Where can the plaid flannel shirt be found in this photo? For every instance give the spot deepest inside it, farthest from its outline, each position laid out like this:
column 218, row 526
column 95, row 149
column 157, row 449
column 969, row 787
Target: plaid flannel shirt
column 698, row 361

----------------------------------------

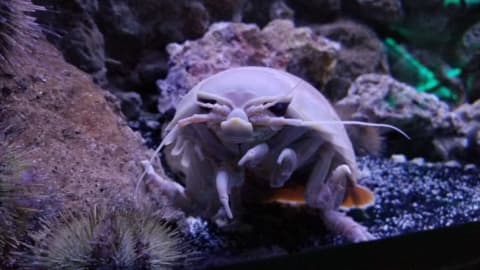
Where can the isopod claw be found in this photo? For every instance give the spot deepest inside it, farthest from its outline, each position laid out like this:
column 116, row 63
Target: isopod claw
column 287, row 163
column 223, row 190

----------------------------------------

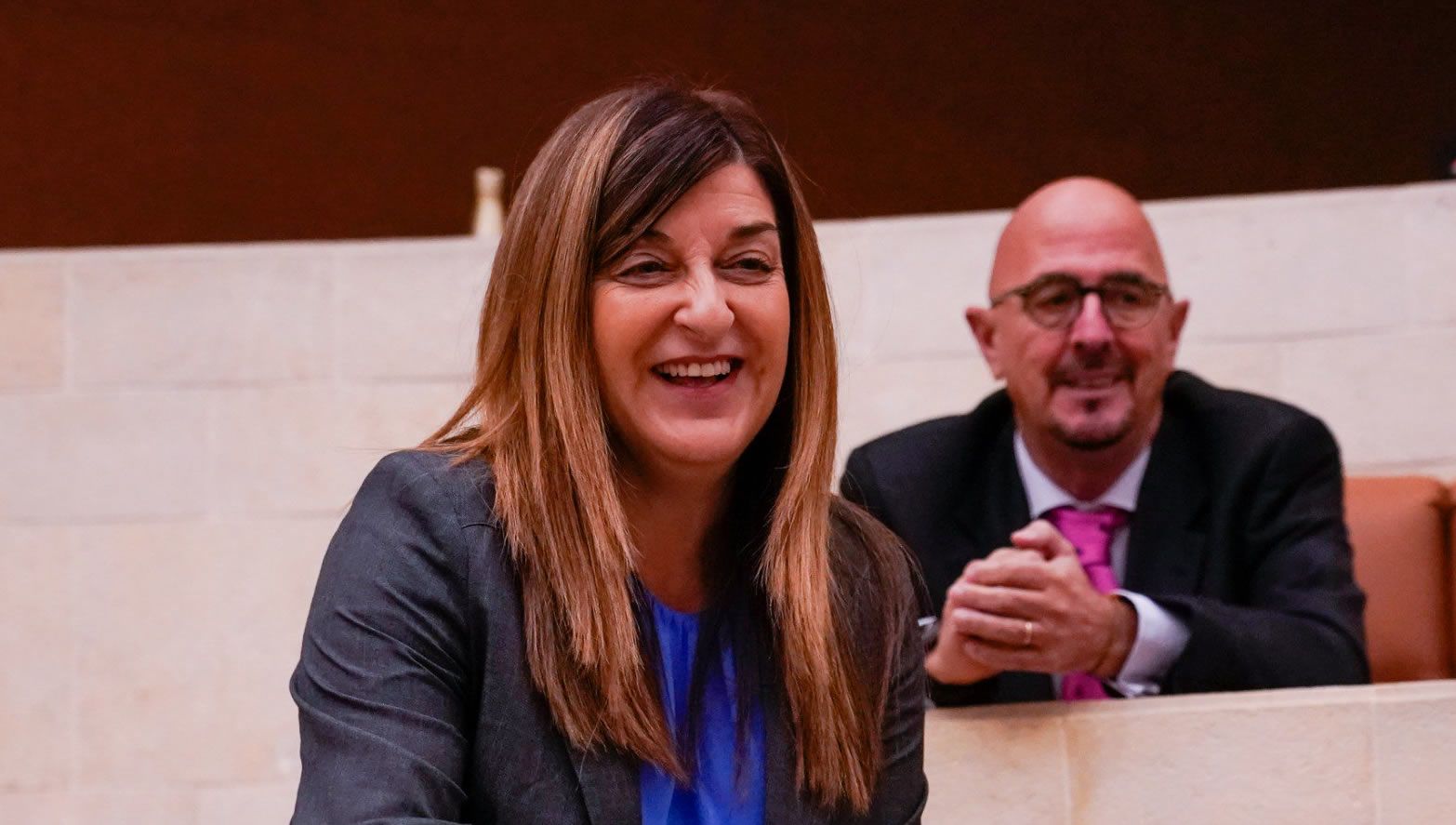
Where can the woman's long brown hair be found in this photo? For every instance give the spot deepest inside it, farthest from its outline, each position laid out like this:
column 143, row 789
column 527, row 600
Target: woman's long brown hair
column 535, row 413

----------------------------------------

• **PROMPT**: Write out the stretch of the records from the line containing "Where can the isopod" through the line containing "column 223, row 190", both of those lines included, and nothing else.

• **OUTPUT FOR THIS TASK**:
Where can the isopod claw be found in this photo? For every instance give the spot deepest inside it, farthest from its outline, each position laid out like this:
column 116, row 63
Target: isopod claw
column 287, row 163
column 223, row 190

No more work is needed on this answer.